ЗАДАНИЕ A
Выпишите из отрывка все прилагательные, которые стоят при слове «ложбины».

━━ ПРЕДЛОЖЕННЫЙ ОТРЫВОК ━━

Что же он, негодяй такой, над нею делает? Может,
она уже без сознания? Или пьяна? Или мертва? Как жаль, что я маленький,
и не смогу ее спасти!
Но вот размахи тела мужчины участились, дыхание
стало еще более громким — скорее это были уже хриплые вскрики. Глаза
золотистоволосой женщины открылись (они оказались зеленовато-синими
и очень блестящими), она то ли что-то ему сказала, то ли коротко
простонала, но не от боли, а явно от наслаждения. И вдруг произошло
невероятное: широко раскинутые руки и мощные голые ее ноги с розовыми
кольцами от резинок вдруг вскинулись, обняли, охватили мужчину,
плотными замками сомкнулись над ним, с силой притянули его к себе,
и он, издав какой-то совсем уж звериный хриплый рык, уронил лицо
в бок ее шеи, и, хрипло задыхаясь, забился-заколотился в крупных
судорогах как в припадке.
А я как можно тише и быстрее сполз назад с холма
и позорно бежал от этой мерзкой, противной, унизительной, роковой
ложбины, которую при своих зоологических экскурсиях долго еще обходил
стороной.
Увиденное в ней сначала меня страшно потрясло.

━━━
━━ ДАННЫЕ К ЗАДАНИЮ ━━

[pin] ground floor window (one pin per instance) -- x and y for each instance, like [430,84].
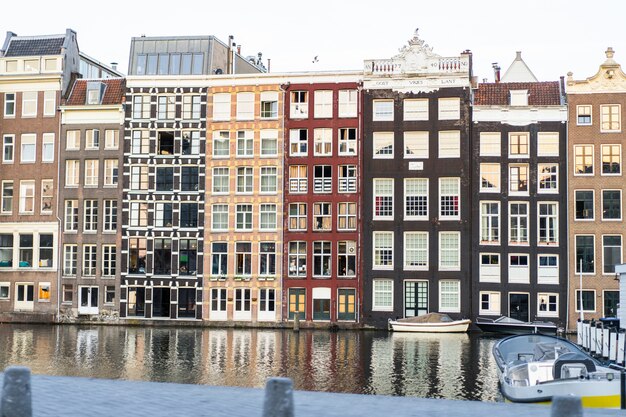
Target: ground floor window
[383,295]
[346,304]
[548,304]
[611,300]
[450,296]
[186,303]
[136,302]
[588,300]
[297,303]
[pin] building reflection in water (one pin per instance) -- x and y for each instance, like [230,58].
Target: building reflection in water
[424,365]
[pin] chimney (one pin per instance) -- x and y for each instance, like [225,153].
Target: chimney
[496,71]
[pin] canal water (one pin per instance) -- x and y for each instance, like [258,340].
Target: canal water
[451,366]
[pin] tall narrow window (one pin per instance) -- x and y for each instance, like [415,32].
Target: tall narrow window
[449,198]
[548,223]
[383,198]
[489,222]
[383,250]
[518,226]
[416,198]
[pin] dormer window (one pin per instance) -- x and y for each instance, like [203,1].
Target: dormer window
[519,97]
[95,92]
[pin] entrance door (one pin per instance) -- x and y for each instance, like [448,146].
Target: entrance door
[25,297]
[347,304]
[296,303]
[88,300]
[518,306]
[160,302]
[415,298]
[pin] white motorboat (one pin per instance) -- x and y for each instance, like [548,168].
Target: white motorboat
[534,368]
[508,325]
[430,323]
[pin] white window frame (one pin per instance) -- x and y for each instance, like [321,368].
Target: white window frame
[581,111]
[493,232]
[49,103]
[490,144]
[377,246]
[418,191]
[583,146]
[322,104]
[452,266]
[495,170]
[383,141]
[620,205]
[381,111]
[518,228]
[547,312]
[29,100]
[377,292]
[28,139]
[27,193]
[449,144]
[547,274]
[47,147]
[549,175]
[384,188]
[245,105]
[603,121]
[444,291]
[449,108]
[416,145]
[494,299]
[548,144]
[6,145]
[218,211]
[443,194]
[348,102]
[416,256]
[554,242]
[414,109]
[221,106]
[609,146]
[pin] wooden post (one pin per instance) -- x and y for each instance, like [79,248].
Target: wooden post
[16,395]
[296,321]
[278,397]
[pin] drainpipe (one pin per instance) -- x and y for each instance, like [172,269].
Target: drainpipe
[59,223]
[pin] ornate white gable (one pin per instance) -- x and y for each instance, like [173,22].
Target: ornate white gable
[609,78]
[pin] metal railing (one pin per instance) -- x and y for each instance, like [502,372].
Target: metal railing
[278,400]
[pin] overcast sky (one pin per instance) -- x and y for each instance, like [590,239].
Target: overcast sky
[555,36]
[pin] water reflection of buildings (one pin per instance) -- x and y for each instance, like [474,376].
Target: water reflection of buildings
[435,366]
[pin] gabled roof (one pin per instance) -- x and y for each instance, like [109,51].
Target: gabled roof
[498,94]
[518,71]
[113,92]
[35,45]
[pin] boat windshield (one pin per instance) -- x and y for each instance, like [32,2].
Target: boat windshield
[531,348]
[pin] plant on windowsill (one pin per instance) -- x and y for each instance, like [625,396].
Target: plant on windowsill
[242,277]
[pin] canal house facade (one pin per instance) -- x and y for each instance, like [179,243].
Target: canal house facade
[244,200]
[35,73]
[90,197]
[163,215]
[321,269]
[519,189]
[416,185]
[596,181]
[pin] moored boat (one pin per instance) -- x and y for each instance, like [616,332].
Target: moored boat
[535,368]
[508,325]
[430,323]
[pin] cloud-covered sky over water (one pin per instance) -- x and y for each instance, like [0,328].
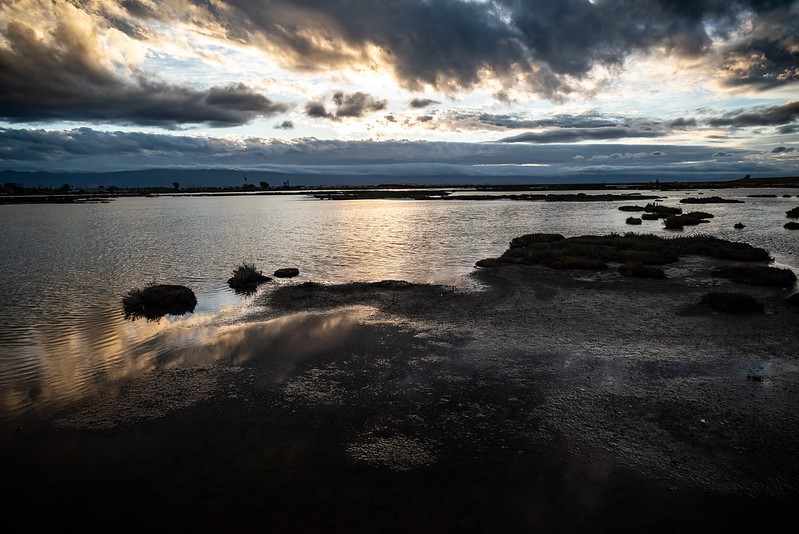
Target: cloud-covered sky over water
[540,88]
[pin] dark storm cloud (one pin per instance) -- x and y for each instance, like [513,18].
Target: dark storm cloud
[772,116]
[65,80]
[85,149]
[418,103]
[346,105]
[573,135]
[450,44]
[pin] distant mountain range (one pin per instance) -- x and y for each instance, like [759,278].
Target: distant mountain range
[230,178]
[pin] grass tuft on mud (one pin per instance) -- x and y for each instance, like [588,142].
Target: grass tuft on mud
[558,252]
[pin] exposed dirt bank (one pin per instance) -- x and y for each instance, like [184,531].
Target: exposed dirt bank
[548,401]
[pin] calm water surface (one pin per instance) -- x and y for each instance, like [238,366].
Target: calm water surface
[65,268]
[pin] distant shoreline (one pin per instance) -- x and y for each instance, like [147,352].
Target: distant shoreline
[17,194]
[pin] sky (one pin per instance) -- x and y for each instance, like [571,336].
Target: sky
[547,90]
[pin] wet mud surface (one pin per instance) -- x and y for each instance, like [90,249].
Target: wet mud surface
[538,400]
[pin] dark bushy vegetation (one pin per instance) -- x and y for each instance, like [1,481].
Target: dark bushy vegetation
[710,200]
[653,207]
[157,300]
[639,270]
[758,275]
[676,222]
[550,249]
[732,302]
[246,278]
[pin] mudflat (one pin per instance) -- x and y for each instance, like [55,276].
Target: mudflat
[535,400]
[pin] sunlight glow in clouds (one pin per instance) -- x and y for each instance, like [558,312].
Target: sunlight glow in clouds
[711,74]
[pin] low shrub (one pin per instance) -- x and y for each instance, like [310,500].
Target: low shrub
[658,208]
[157,300]
[676,222]
[639,270]
[246,278]
[759,275]
[732,302]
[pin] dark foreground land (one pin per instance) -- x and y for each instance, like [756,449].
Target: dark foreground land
[539,401]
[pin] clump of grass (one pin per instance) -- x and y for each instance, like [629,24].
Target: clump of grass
[547,249]
[246,278]
[759,275]
[639,270]
[157,300]
[653,207]
[732,302]
[676,222]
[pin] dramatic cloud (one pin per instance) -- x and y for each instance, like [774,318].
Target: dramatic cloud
[773,116]
[573,135]
[346,105]
[67,74]
[86,149]
[452,44]
[418,103]
[766,54]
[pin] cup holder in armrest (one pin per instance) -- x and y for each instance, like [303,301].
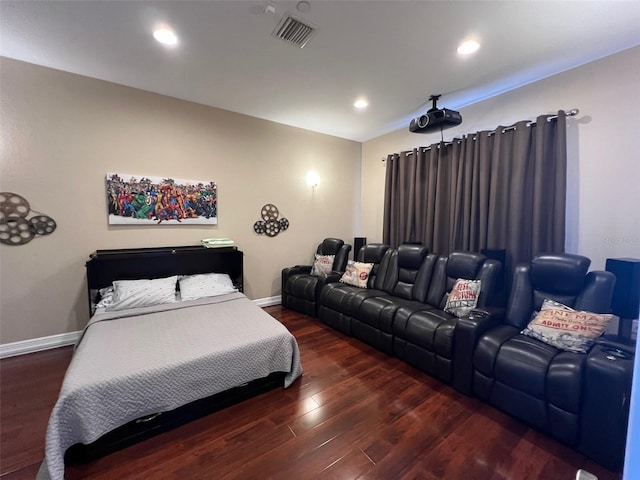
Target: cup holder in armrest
[616,353]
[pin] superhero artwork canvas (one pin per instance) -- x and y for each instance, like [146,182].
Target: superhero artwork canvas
[145,200]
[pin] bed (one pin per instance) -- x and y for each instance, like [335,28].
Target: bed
[142,367]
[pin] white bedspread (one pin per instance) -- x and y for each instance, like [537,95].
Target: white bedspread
[138,362]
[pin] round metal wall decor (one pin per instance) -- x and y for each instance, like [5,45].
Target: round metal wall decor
[15,227]
[270,225]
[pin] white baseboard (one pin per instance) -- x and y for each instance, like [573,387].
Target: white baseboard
[70,338]
[268,301]
[38,344]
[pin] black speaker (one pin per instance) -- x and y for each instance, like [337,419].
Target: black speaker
[626,294]
[358,243]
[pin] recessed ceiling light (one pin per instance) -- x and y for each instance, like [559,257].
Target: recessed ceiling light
[361,103]
[468,46]
[165,36]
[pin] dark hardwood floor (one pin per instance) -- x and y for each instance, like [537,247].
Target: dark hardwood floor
[356,413]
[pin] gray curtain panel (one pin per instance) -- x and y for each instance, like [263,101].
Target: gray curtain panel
[501,189]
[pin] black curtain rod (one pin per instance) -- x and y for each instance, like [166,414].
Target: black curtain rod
[571,113]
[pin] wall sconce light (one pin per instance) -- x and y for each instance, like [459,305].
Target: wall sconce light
[313,179]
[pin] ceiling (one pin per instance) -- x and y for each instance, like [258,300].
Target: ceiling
[396,53]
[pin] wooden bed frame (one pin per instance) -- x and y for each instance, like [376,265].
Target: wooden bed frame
[105,266]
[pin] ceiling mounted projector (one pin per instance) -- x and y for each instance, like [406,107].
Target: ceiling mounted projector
[436,119]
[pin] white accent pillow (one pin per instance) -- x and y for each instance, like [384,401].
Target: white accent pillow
[106,297]
[323,265]
[205,285]
[356,274]
[143,293]
[565,328]
[463,297]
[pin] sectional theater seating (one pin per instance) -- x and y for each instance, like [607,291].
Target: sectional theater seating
[301,286]
[554,379]
[402,310]
[498,354]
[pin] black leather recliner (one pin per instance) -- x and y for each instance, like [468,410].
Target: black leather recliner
[576,397]
[427,337]
[301,289]
[405,281]
[336,297]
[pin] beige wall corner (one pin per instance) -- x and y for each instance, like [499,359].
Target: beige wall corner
[61,134]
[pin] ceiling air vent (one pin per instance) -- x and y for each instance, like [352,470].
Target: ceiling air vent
[294,30]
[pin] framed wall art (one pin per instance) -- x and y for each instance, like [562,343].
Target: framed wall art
[143,200]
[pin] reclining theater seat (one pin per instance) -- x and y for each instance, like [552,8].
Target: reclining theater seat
[548,387]
[405,282]
[335,298]
[301,289]
[426,336]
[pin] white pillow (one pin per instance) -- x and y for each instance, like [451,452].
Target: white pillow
[143,293]
[565,328]
[463,297]
[322,265]
[205,285]
[106,297]
[357,274]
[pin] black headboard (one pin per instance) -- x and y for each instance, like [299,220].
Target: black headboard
[105,266]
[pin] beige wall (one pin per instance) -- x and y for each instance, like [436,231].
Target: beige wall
[61,133]
[604,161]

━━━

ЗАДАНИЕ B
Перепишите записи со строки с «[pin] white pillow» до самого конца записей вместе с запросами. Каждую координату в ответах увеличьте на 98.

ПОЛНЫЙ ОТВЕТ A
мерзкой, противной, унизительной, роковой

ПОЛНЫЙ ОТВЕТ B
[pin] white pillow (one pin per instance) -- x and y for each instance, like [451,452].
Target: white pillow
[241,391]
[663,426]
[561,395]
[420,363]
[303,383]
[204,395]
[455,372]
[pin] black headboard (one pin per instance) -- x and y for each instance, like [299,220].
Target: black headboard
[203,364]
[pin] beige wall (one pin per instance) -- x and y for each instance, like [436,231].
Target: beige wall
[159,231]
[702,259]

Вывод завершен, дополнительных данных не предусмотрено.